> Provided text:
"""

John Daugomah and his wife Jackie Curley said it was the Crownpoint community who told them a hotel was needed.

“Since we live here we wanted to know what was going to spark the economy for Crownpoint,” said Daugomah. “The overwhelming (majority of) the chapter, community, president, said it’s going to be a hotel. It’s been a long, trying test.” So for about six years the couple pursued this business venture and finally, on Sept 27, Daugomah and Curley celebrated the groundbreaking for a three-story, 72-room, dual-brand hotel with members of the Navajo Nation Council, President Jonathan Nez and others who helped them get to this point.

“As a lot of you know, it takes a lot of time and effort to get projects going on the Navajo Nation,” said John Largo of the local Regional Business Development Office. “There are so many things you got to do.” In 2013, Daugomah and Curley started the process of getting a hotel built by going to the Eastern RBDO.

A year later, they signed a franchise agreement with Choice Hotels to build a dual-brand Sleep Inn & Suites and Mainstay Suites hotel. In 2018, the architectural design and engineering was completed and bidding began and currently the Eastern RBDO is working to finalize costs with the general contractor so construction may begin in November or December. The cost estimate is approximately $12.5 million.

Native American Bank will be providing a business loan of $7 million through an investment by CSB Enterprises. The Navajo Nation investment into the project is $5.525 million — $3.775 million from the Permanent Trust Fund and $1.75 million from the Navajo Sales Tax fund. About $150,000 was borrowed from Navajo CDFI to complete the architectural design and engineering services for the project.

“We want to push Navajo-owned and the way we do that is investing,” said Largo. “We have a huge partnership here.” Largo also acknowledged JT Willie, director of the Division of Economic Development.

"""

> Listing:
"""

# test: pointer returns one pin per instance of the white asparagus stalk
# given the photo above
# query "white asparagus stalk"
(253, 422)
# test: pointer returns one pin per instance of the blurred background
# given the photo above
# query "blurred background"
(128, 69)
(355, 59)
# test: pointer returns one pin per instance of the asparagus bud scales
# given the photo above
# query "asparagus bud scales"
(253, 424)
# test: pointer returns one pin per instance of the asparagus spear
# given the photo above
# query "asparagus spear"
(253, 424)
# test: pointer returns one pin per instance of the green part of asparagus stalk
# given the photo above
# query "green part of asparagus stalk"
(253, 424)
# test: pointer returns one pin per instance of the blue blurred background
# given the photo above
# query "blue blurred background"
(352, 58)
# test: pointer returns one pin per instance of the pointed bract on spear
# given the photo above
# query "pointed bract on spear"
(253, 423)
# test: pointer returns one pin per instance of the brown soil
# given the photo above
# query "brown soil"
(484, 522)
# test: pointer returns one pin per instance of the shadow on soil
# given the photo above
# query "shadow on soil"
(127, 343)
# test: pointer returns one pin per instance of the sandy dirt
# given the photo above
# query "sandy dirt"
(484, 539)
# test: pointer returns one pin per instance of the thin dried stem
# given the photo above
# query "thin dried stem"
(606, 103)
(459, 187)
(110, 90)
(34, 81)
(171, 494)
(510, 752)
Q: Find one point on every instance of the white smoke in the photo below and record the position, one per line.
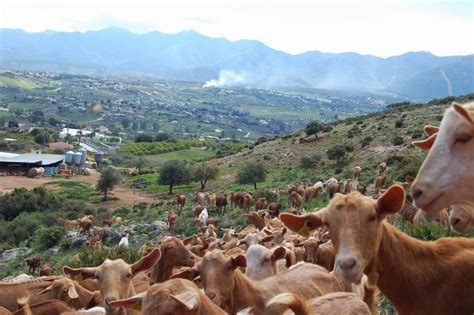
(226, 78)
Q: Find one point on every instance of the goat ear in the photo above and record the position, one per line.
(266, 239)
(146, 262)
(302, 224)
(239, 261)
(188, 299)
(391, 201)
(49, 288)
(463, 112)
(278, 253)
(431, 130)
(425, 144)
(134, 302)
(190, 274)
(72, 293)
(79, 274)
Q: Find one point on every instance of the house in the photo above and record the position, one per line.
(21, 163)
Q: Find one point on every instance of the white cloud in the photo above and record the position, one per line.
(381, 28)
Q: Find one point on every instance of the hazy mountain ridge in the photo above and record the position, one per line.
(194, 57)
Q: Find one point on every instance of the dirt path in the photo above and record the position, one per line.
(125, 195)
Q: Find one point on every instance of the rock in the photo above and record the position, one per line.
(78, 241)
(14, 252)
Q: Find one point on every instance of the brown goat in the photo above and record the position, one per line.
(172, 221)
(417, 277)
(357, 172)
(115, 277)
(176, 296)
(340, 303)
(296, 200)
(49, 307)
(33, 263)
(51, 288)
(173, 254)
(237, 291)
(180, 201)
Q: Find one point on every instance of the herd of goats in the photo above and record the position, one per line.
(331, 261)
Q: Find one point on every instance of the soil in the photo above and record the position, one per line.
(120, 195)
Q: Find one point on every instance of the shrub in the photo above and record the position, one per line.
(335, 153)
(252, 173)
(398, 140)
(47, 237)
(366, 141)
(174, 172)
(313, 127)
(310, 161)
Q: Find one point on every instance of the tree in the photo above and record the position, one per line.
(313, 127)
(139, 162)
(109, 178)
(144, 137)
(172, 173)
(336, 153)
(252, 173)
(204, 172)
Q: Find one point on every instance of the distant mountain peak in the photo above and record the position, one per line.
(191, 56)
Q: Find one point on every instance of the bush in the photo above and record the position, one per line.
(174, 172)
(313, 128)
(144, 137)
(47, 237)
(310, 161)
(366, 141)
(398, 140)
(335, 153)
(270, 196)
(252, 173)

"""
"""

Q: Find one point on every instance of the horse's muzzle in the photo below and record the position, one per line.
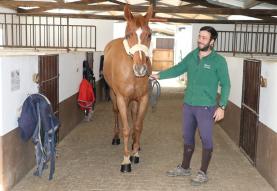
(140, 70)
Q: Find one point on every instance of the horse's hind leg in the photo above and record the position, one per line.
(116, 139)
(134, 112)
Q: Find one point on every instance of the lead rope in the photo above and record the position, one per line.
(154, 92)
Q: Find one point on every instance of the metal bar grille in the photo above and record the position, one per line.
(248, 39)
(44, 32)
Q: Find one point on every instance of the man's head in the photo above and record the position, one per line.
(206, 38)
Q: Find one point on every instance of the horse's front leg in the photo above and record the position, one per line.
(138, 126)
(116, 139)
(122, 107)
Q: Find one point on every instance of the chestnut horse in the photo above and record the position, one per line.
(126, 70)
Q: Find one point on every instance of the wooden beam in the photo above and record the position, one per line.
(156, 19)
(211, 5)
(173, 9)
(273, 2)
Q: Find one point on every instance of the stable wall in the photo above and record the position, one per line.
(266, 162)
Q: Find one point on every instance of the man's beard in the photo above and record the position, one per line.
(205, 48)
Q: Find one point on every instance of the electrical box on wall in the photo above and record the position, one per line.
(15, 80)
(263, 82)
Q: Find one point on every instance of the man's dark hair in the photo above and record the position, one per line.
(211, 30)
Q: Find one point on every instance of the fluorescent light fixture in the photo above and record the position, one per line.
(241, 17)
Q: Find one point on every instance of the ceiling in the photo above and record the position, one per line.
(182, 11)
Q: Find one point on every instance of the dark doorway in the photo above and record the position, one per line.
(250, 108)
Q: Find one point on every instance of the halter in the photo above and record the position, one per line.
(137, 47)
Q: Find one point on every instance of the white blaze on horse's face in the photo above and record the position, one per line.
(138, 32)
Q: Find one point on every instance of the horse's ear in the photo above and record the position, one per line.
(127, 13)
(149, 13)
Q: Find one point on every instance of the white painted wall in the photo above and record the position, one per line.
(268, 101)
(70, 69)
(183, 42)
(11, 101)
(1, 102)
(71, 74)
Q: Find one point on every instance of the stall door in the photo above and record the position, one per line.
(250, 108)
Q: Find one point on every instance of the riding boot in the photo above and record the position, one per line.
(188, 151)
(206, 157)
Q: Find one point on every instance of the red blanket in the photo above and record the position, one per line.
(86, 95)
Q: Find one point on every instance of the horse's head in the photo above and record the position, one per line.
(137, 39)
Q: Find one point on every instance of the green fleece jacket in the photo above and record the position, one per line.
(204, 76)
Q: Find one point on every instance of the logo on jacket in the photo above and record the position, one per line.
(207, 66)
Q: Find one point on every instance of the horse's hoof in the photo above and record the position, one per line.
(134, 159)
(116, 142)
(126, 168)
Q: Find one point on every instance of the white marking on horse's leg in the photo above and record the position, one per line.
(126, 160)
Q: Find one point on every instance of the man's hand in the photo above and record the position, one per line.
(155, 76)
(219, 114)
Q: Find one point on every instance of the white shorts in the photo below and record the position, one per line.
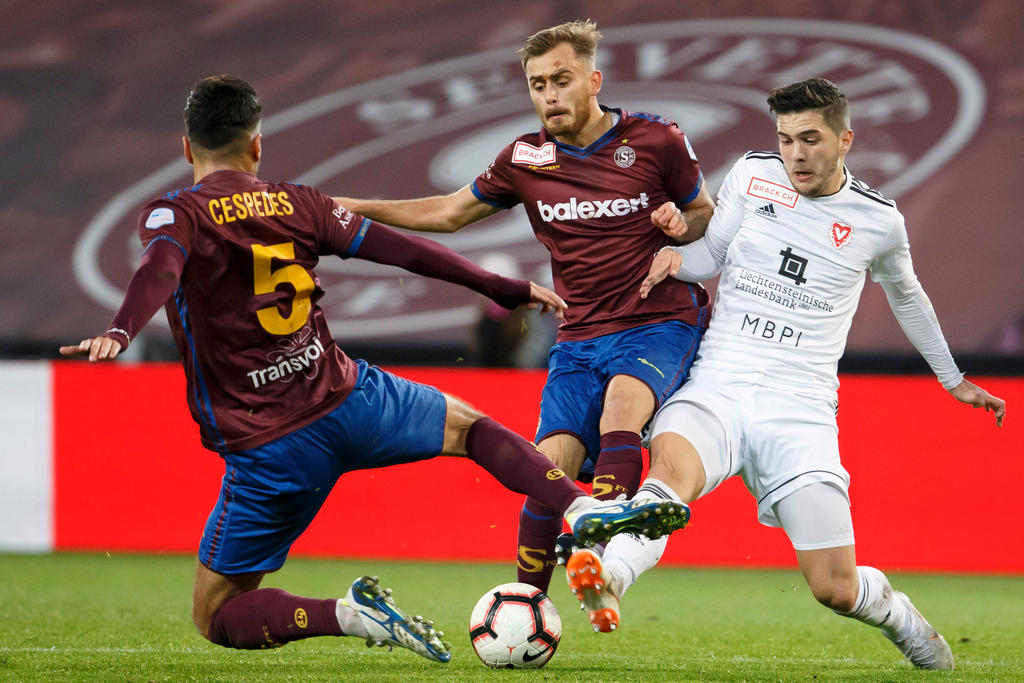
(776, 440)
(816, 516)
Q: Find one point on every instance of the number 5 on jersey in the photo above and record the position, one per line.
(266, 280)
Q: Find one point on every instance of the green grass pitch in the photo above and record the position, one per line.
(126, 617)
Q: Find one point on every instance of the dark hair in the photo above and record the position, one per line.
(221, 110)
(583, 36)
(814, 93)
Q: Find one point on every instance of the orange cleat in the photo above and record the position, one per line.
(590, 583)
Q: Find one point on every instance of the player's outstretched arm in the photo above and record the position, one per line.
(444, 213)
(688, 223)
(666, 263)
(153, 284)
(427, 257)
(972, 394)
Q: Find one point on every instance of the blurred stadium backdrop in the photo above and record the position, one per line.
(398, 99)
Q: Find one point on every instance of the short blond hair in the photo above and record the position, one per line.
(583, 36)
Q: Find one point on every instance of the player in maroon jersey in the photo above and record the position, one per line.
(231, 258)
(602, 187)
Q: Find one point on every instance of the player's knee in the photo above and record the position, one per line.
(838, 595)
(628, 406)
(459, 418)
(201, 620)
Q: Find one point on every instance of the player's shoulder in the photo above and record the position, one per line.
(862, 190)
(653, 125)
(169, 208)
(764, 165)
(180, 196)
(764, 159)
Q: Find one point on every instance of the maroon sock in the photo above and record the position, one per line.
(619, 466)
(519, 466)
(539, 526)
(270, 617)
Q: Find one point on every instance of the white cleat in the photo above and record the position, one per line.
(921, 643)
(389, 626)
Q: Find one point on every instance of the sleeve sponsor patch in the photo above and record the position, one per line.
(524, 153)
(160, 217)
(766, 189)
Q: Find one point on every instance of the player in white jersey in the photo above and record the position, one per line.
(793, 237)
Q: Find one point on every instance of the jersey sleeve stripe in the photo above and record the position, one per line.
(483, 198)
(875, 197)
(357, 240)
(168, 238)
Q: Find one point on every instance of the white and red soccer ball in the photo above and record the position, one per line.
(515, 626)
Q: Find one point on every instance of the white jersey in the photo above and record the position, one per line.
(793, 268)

"""

Rewrite the passage of the Crownpoint hotel article starting at "Native American Bank" and ending at "for the project.", swapping "business loan" for "commercial loan".

> Result of this task:
Native American Bank will be providing a commercial loan of $7 million through an investment by CSB Enterprises. The Navajo Nation investment into the project is $5.525 million — $3.775 million from the Permanent Trust Fund and $1.75 million from the Navajo Sales Tax fund. About $150,000 was borrowed from Navajo CDFI to complete the architectural design and engineering services for the project.